◆ **Task goal**: Please give the lines below again exactly as they stand, from the one that contains "Target: long pointed beak" up to and including the one that contains "One point goes on every instance of the crowd", leaving all pictures out.
--- Data shown ---
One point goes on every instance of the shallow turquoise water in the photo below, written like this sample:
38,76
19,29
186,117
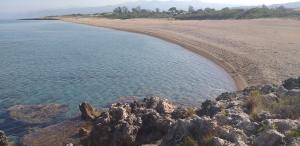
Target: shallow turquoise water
58,62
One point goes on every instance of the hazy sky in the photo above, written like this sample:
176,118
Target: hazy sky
7,6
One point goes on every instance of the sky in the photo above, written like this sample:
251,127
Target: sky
9,6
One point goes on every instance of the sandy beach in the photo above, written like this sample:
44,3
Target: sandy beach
252,51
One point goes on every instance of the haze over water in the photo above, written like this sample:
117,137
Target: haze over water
56,62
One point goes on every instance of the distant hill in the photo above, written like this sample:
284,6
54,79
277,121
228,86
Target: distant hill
292,5
152,5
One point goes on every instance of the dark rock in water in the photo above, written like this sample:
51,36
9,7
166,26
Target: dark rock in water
227,121
124,100
183,113
226,96
208,108
83,132
88,112
3,139
266,89
292,83
56,135
36,114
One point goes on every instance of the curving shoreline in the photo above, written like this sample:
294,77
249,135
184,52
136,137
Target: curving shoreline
253,52
239,80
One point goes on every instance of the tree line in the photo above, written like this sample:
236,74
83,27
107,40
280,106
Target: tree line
201,14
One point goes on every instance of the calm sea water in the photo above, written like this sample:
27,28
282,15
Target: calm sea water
57,62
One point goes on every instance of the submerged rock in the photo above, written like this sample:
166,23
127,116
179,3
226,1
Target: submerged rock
60,134
88,112
36,114
3,139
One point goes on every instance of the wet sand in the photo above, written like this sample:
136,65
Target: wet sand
253,52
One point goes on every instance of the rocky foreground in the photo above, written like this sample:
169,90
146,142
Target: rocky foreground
267,115
233,119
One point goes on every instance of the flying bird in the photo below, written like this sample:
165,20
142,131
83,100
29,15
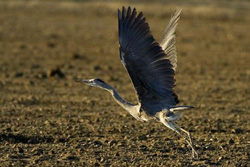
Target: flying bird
151,67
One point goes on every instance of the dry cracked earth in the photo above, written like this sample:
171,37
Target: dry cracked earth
46,119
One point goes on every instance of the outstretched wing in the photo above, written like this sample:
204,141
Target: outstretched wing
169,38
151,73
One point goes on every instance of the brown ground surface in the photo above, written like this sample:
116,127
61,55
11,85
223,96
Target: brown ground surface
46,119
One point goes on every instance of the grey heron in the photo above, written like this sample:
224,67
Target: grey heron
151,67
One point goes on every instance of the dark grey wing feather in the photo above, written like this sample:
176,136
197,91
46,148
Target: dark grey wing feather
169,38
151,74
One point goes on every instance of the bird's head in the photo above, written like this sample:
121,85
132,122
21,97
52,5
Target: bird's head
92,82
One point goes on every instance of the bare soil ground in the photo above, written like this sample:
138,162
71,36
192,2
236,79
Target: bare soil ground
48,120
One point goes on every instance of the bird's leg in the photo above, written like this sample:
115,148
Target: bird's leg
176,128
187,138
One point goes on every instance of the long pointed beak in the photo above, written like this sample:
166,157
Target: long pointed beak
82,80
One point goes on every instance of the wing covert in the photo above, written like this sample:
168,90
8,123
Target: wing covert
151,73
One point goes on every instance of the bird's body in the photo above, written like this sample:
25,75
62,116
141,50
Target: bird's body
151,68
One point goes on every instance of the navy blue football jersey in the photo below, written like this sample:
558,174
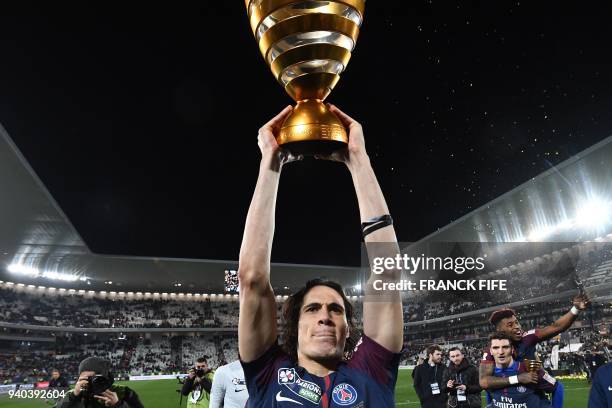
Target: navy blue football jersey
366,380
514,396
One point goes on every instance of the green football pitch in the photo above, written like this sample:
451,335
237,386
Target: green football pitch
162,394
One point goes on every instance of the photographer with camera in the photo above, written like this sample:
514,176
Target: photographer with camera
95,388
461,382
197,385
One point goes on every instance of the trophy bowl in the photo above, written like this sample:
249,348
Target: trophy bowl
307,44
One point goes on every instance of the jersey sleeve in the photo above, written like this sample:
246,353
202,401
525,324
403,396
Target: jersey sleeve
487,358
217,393
258,374
376,361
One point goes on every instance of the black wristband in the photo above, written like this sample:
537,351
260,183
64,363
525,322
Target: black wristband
375,224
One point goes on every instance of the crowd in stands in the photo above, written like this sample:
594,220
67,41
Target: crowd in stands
158,354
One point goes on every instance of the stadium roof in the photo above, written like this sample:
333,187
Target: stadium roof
39,246
571,202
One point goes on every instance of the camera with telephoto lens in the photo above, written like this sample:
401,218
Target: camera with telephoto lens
97,384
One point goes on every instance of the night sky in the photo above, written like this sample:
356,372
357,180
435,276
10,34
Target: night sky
142,121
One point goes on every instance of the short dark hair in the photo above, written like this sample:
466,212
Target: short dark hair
432,349
500,336
291,317
500,314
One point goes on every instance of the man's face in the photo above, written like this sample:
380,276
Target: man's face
501,351
456,357
322,328
511,326
436,357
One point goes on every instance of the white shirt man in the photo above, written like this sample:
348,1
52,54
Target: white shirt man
229,389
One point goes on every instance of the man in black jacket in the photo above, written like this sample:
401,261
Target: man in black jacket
461,382
57,381
197,385
95,388
428,379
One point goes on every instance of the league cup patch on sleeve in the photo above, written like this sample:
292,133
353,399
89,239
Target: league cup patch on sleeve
286,376
344,394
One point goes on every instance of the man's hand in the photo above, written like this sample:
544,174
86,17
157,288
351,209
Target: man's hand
109,398
355,151
581,301
529,377
266,140
80,385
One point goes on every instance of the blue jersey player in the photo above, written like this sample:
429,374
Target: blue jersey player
322,362
520,391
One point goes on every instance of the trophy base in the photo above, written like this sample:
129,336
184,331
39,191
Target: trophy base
312,129
314,147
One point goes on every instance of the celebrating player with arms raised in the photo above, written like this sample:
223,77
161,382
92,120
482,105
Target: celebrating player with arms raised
312,368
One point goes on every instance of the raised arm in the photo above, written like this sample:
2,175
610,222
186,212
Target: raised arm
580,302
382,312
257,321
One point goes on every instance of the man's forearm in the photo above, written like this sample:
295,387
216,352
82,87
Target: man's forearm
259,228
560,325
372,204
187,385
492,383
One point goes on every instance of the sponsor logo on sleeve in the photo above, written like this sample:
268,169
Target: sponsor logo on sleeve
344,394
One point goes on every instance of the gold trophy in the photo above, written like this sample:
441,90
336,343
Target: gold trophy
307,44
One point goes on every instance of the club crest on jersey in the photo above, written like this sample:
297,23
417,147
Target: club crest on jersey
344,394
238,381
286,376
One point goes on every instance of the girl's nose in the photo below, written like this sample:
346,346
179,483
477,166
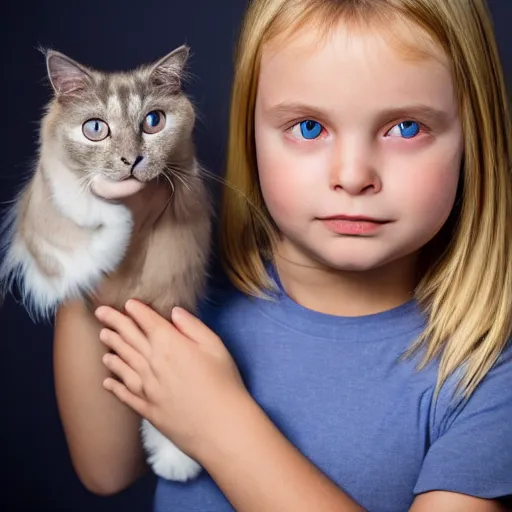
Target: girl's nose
353,171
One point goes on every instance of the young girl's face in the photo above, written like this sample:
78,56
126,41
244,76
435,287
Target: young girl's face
352,127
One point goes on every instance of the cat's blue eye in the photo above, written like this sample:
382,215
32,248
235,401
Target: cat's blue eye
95,130
154,122
405,129
308,130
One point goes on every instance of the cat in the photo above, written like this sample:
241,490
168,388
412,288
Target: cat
103,137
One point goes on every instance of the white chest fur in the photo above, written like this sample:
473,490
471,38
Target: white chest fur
108,227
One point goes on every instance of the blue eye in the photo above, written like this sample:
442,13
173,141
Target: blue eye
406,129
95,129
154,122
310,129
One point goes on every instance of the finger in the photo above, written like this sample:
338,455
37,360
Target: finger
147,319
139,405
125,327
125,351
192,327
128,376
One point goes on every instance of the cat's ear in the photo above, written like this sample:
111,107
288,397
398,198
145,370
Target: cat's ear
169,70
66,75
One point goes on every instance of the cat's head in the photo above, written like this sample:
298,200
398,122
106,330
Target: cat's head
119,130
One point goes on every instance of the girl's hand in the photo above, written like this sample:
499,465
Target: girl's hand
178,375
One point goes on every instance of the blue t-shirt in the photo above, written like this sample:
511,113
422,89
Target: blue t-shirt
336,388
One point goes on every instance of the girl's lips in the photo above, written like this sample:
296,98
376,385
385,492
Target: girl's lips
345,225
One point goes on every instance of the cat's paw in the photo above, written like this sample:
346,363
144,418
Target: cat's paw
172,464
165,458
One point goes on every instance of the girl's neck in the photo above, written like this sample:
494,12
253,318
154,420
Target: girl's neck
346,293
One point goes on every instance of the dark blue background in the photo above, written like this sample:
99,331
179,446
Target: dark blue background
114,34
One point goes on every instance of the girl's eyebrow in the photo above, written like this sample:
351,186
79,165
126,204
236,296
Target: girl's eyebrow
285,110
425,113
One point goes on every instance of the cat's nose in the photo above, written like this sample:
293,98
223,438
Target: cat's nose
137,160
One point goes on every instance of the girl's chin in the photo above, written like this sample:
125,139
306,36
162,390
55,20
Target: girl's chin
110,189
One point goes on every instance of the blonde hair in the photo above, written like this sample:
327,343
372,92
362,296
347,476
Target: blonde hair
465,287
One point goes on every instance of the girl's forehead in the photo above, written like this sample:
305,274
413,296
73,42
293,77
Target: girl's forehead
356,73
409,40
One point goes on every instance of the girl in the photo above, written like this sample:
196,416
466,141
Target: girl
357,356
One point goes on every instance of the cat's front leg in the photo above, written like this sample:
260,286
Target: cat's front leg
165,458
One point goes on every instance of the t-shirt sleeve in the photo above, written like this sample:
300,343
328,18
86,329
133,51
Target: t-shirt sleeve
471,448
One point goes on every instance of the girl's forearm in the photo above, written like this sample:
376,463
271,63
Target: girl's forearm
258,469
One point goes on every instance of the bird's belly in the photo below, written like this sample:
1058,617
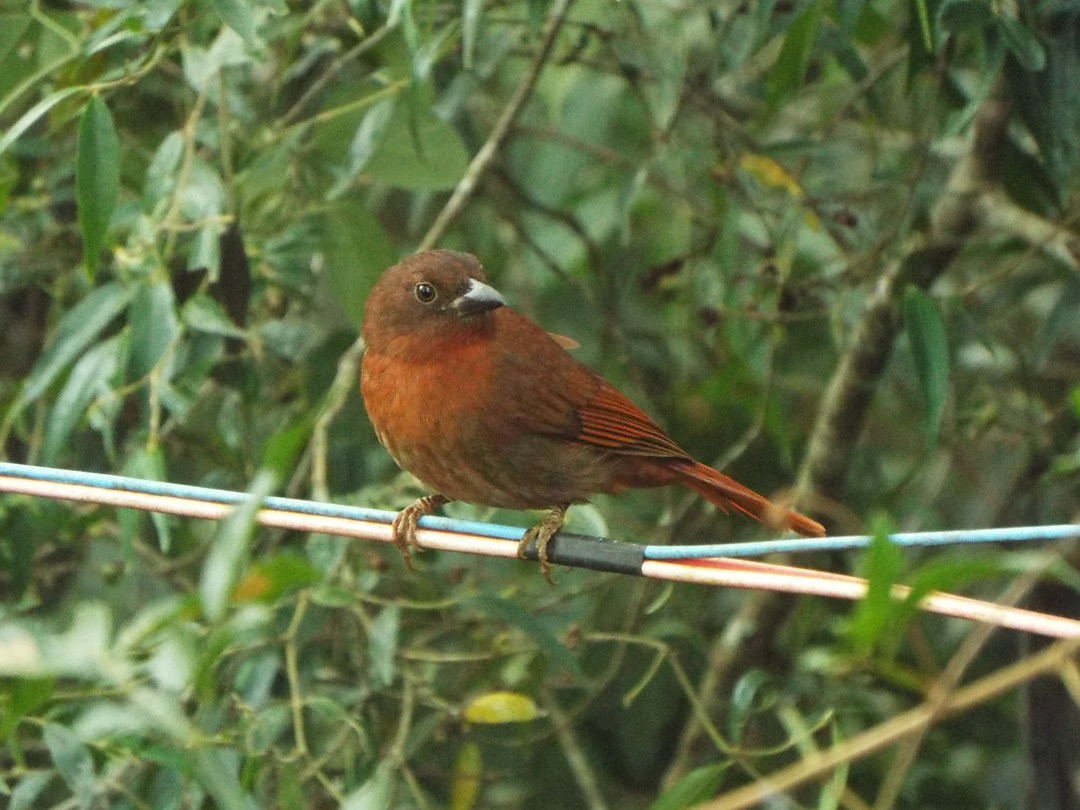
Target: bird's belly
442,431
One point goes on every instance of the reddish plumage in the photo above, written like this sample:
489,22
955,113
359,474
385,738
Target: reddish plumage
483,405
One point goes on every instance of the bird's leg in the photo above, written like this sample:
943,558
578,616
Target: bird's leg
542,532
404,525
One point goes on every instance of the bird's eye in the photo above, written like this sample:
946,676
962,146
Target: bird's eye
424,293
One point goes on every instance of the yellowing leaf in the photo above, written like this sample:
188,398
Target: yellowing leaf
501,707
771,174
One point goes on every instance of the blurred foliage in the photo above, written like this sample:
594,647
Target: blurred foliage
194,198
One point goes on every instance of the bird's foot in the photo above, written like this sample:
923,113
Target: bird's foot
542,534
404,525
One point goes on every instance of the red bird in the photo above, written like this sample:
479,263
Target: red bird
483,405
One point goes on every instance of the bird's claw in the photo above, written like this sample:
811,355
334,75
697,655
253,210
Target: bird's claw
541,534
405,524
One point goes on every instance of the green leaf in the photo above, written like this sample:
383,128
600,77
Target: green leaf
240,16
229,550
743,699
511,612
24,697
471,13
149,463
382,647
422,154
31,116
215,770
91,377
203,313
153,323
29,788
96,177
467,778
697,786
368,136
964,15
72,761
788,72
1023,43
874,620
376,793
76,331
358,251
926,329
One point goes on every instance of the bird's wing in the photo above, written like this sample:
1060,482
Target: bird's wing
609,419
561,397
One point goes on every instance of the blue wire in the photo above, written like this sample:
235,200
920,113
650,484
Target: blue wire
513,532
761,548
227,496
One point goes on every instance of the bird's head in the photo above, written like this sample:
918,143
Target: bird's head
432,292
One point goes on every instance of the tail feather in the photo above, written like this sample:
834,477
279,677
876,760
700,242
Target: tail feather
728,494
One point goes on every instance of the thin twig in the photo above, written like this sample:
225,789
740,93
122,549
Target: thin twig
900,727
499,133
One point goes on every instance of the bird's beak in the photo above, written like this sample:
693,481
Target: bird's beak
477,298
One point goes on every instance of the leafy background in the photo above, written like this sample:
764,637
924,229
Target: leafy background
---
◆ **Expected answer**:
Target: long pointed beak
82,80
One point goes on every instance of the wing covert in the photo above, written like this sample:
168,90
8,123
Target: wing covert
151,73
One point goes on every instance of the bird's body in the photo above, written like this sample:
25,75
62,116
141,50
Target: bird's body
151,68
One point goes on every instance of the navy blue football jersey in the photo below, written like this sample:
558,174
Target: navy blue football jersey
366,380
514,396
One point goes on every instance of the green football pitch in the photo above, written like this sample:
451,335
237,386
Target: green football pitch
162,394
One point goes on every instance of the photographer with camera in the photo above, written like this sample:
514,176
Target: photographer with camera
95,388
461,382
197,385
One point goes on every instance of the trophy bowl in the photo above, written like this sample:
249,348
Target: trophy bowl
307,44
One point goes on every instance of the jersey sleeve in the photo above, written like this sample:
246,353
202,401
525,324
403,396
Target: jersey sleeve
487,358
217,393
258,374
376,361
One point goes on every instance of the black wristband in the photo above, written like this sample:
537,351
260,183
64,363
525,322
Target: black wristband
375,224
One point goes on every instance of the crowd in stands in the photo above, written like this sample:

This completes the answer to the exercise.